Extract to read Start Marker
TCS CEO at Nasscom event: We are not scared AI will take away our livelihood, we believe it will ...
Tata Consultancy Services (TCS) CEO K Krithivasan reportedly said the company views artificial intelligence (AI) as an opportunity rather than a threat to jobs. His comments come even as concerns grow about AI’s impact on India’s IT sector. According to a Reuters report, speaking at the Nasscom Technology and Leadership Forum in Mumbai this week, Krithivasan said the company is encouraging employees to adopt AI tools to deliver services faster and at lower cost, even if it affects existing revenue streams.
At the event, Krithivasan said (as reviewed by Reuters), "We are telling associates that if you find that you can do something faster, better, cheaper with AI, you should probably go and tell your customers, even if it cannibalises revenue. We are not afraid this technology will take away our livelihood. We believe it is going to open up more, so you enjoy the benefits the more you do, and not by resisting the change."
His remarks come at a time when investor concerns over AI disrupting the labour-intensive business model of Indian IT firms have erased about $68.6 billion in market value in February. TCS’s position aligns with rival Wipro, whose chief strategist and technology officer, Hari Shetty, told Reuters that wider AI adoption is expected to create more jobs than it replaces.
Meanwhile, India’s Nifty IT index recently declined 21% this month, putting it on track for its weakest monthly performance in nearly 23 years, the report adds.
Extract to read End Marker
Data section Start Marker
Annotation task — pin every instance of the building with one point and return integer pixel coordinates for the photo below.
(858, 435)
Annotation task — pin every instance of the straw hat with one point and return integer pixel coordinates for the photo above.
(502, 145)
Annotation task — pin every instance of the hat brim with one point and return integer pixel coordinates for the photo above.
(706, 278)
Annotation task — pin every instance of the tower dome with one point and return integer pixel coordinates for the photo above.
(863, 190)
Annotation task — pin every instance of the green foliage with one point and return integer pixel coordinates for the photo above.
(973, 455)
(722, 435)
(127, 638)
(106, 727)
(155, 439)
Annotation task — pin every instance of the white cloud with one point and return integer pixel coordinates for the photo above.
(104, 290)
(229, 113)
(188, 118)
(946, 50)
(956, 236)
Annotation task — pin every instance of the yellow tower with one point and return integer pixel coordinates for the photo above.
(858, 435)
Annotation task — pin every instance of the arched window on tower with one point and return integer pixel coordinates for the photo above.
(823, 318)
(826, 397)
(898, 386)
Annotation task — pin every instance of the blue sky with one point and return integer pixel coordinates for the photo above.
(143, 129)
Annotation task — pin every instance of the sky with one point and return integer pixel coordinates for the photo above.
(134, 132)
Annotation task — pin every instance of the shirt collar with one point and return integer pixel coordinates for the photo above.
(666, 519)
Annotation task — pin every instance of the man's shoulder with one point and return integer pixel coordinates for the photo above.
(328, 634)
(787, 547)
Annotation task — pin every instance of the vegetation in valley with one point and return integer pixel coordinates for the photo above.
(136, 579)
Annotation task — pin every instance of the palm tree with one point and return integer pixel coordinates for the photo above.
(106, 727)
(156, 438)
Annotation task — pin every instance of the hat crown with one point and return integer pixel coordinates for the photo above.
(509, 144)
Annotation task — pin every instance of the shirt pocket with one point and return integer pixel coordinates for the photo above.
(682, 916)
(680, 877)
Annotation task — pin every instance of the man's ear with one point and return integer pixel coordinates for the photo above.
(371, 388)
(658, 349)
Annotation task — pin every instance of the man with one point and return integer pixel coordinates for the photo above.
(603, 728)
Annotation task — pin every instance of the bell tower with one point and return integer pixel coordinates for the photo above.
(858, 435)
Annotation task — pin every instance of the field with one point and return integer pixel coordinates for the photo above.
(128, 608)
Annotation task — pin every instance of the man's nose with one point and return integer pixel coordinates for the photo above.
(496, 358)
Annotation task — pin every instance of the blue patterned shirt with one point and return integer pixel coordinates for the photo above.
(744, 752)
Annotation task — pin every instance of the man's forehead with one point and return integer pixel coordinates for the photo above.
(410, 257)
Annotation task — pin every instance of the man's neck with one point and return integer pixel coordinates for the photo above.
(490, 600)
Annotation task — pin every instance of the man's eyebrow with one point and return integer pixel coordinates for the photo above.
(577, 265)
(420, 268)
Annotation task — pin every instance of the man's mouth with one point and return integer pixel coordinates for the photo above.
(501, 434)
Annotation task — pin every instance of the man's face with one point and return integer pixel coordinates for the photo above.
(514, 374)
Data section End Marker
§ **Activities**
a - Say whether each statement agrees with the TCS article, answering yes or no and quoting the deciding words: (i) Krithivasan spoke at the Nasscom Technology and Leadership Forum in Mumbai; (ii) investor concerns erased about $68.6 billion in market value in January; (iii) Hari Shetty of Wipro said wider AI adoption is expected to create more jobs than it replaces.
b - Transcribe the passage of the TCS article starting at "TCS CEO at Nasscom" and ending at "existing revenue streams.".
c - Pick up the TCS article after its last sentence and write what comes next.
The entries play no part in this work.

§ **Exercise responses**
a -
(i) Yes: "speaking at the Nasscom Technology and Leadership Forum in Mumbai this week"
(ii) No: "have erased about $68.6 billion in market value in February"
(iii) Yes: "wider AI adoption is expected to create more jobs than it replaces"

b -
TCS CEO at Nasscom event: We are not scared AI will take away our livelihood, we believe it will ...
Tata Consultancy Services (TCS) CEO K Krithivasan reportedly said the company views artificial intelligence (AI) as an opportunity rather than a threat to jobs. His comments come even as concerns grow about AI’s impact on India’s IT sector. According to a Reuters report, speaking at the Nasscom Technology and Leadership Forum in Mumbai this week, Krithivasan said the company is encouraging employees to adopt AI tools to deliver services faster and at lower cost, even if it affects existing revenue streams.

c -
Indian IT stocks took a hit earlier this month after AI company Anthropic launched new tools that can automate office work. This spooked investors, who worried that AI could eat into traditional software companies' business. Stocks of major Indian IT firms, such as TCS, Infosys, Wipro, and HCLTech, fell sharply as a result.
The trouble started when Anthropic released a tool built for corporate legal teams. The company, which makes the popular AI chatbot Claude, said the tool could handle tasks like reviewing contracts, sorting legal documents, managing compliance paperwork and drafting legal briefs, the work that is typically done by large teams of people.
The fear that AI could replace such work triggered a massive sell-off earlier this month. Indian IT stocks lost nearly Rs 1.9 lakh crore in total market value in a single day. Infosys and Mphasis dropped more than 7% each, while TCS, LTIMindtree, Coforge and HCL Tech fell between 5% and 7%. Another IT ginat, Wipro, declined nearly 4%. The combined value of companies in the Nifty IT index fell below Rs 30 lakh crore.
The impact was felt globally, as well. Nvidia and Microsoft each fell around 3%, while Alphabet and Amazon slipped between 1% and 2%.
More recently, IBM also felt the heat. Its shares recorded the steepest decline in 25 years after Anthropic said its Claude Code tool could modernise COBOL, an old programming language widely used in IBM systems. Anthropic said this kind of work, which traditionally required large teams and years of effort, could now largely be done by AI.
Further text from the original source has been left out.